= Problem 1 =
List the colors used for the bars in the Pareto charts, as given in the Maintenance Wizard passage.
= Problem 2 =
Pick up the Maintenance Wizard passage after its last sentence and carry it forward.

= Given passage =

Maintenance Wizard runs continuously, updating the Class Factors for each machine automatically within 3 sec. In the past, calculating Class Factors required some manual work and took about a half hour.
Now, in seconds, the Wizard compares the Class Factor for each parameter to the previous value and actuates an automatic alarm if process control has deteriorated. "Our observation indicates that at this point the manufactured parts are still substantially unaffected," Hunkar says.
He notes that keeping records of the CMC Class Factors that produce good parts on each mold makes possible "smart scheduling." With the CMC data provided by Maintenance Wizard, the Source CIM system can indicate which available machines match the CMC profile required by a given mold. It can post a warning if the user attempts to schedule a machine that is not currently "capable" enough for that mold.
What to fix first?
If the Wizard detects a degradation in process quality, it helps the molder decide what to do about it. One way is through automatic posting of "system notes". A message in plain language identifies the machine, the time, and the parameter that is wandering. These messages will not go away until they are acknowledged. The diagnostic messages and process data (for the three parameters that most urgently need improvement) can be automatically sent via Smart Beeper to pagers worn by personnel throughout the plant.
Maintenance Wizard also helps prioritize action to reverse process degradation through real-time Pareto charts, as in Fig. 3. Lengths of the bars show the number of excursions beyond upper and lower control limits. The bars are colored red, yellow, and green. Red bars are not necessarily the longest, but are those most urgently needing maintenance action. Color coding is based on a new financial calculation of cost-effectiveness--i.e., the importance to product quality of fixing this parameter balanced against how much time it will take to fix it. Not all process excursions justify immediate attention, Hunkar explains. "Maintenance work should be done first where the financial payback is highest. The computer sets the priority, not the maintenance guy."

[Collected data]
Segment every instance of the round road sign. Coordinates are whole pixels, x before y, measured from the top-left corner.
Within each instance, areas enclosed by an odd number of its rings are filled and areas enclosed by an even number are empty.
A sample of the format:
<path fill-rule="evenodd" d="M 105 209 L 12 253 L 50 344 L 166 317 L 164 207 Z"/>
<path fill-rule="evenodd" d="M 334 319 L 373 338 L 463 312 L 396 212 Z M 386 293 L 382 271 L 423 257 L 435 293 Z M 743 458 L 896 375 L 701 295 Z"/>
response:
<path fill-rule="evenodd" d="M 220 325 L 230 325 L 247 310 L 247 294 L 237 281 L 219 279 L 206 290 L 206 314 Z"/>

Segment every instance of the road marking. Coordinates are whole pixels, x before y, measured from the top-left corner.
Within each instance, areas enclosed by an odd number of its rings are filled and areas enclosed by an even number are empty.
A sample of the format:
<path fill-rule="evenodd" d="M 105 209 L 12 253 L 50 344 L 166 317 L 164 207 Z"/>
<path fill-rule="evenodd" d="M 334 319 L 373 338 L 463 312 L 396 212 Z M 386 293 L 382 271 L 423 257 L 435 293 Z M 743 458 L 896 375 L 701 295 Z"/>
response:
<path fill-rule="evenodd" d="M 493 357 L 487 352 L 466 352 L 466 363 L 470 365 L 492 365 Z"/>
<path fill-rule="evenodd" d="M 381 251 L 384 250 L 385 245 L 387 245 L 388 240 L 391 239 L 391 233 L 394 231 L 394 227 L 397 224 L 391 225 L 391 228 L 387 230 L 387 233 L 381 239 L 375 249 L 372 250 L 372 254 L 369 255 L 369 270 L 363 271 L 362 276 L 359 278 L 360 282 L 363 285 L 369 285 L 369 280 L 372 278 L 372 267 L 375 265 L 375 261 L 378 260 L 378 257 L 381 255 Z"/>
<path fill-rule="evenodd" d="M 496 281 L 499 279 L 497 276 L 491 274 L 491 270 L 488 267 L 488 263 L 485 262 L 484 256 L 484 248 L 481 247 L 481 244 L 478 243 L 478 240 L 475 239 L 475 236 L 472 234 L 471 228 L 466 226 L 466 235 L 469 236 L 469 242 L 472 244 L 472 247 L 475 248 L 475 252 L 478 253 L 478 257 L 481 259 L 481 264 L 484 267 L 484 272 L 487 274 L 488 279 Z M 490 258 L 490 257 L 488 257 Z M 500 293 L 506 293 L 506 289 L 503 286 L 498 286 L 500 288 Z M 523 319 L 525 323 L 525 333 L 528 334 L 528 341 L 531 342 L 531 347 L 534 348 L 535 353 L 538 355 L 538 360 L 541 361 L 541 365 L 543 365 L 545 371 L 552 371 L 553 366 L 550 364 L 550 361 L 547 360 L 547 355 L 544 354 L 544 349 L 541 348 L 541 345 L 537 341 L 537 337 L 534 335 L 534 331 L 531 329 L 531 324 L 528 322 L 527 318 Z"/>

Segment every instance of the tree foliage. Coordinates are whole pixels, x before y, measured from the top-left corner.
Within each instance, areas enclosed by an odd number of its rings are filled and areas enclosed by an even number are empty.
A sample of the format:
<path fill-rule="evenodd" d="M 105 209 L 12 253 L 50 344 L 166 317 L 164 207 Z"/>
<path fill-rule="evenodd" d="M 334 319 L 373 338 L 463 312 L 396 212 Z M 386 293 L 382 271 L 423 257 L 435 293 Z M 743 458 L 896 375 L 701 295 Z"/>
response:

= Final answer 1 =
Red, yellow, green

= Final answer 2 =
The same color coding is used in the diagnostic report. The machine icons are color coded green (OK), yellow (occasional problems), red (severe problems), and gray (no data).
Sift good data from noise
Hunkar says another important new feature of Maintenance Wizard is that it "cleans up" the "dirty data" that monitoring systems typically collect from a molding process. "Dirty data includes spikes, noise, dropouts, and the occasional effect of manual adjustments that follow no rule or logic," Hunkar says. Until now, he adds, monitoring systems analyzed the health of a process based on the maximum and minimum deviation from the mean, regardless of the extent to which those values were influenced by process "noise." Hunkar says Maintenance Wizard uses proprietary methods to screen out the noise, without distorting or smoothing the data, in order to determine which data are truly significant.
He cites the example of a process that would be running well except for excessive mold-open time. The root of the problem might be the operator's behavior or possibly a sticking core or ejector. However, longer hold-up time in the barrel would produce a hotter, less viscous, and less dense melt. That could show up as shorter injection time and shorter injection stroke, and perhaps ultimately as short shots. The Wizard embodies an "expert system" that would not downgrade the CMC for injection time and stroke, but would flag mold-open time as the culprit demanding attention.
What it costs
Maintenance Wizard software costs about $3000. The Smart Beeper is a Motorola system based on a transmitter within the plant. It avoids the 10-30 min delays that can occur with satellite-based paging systems. The transmitter costs about $1500 and each pager about $250.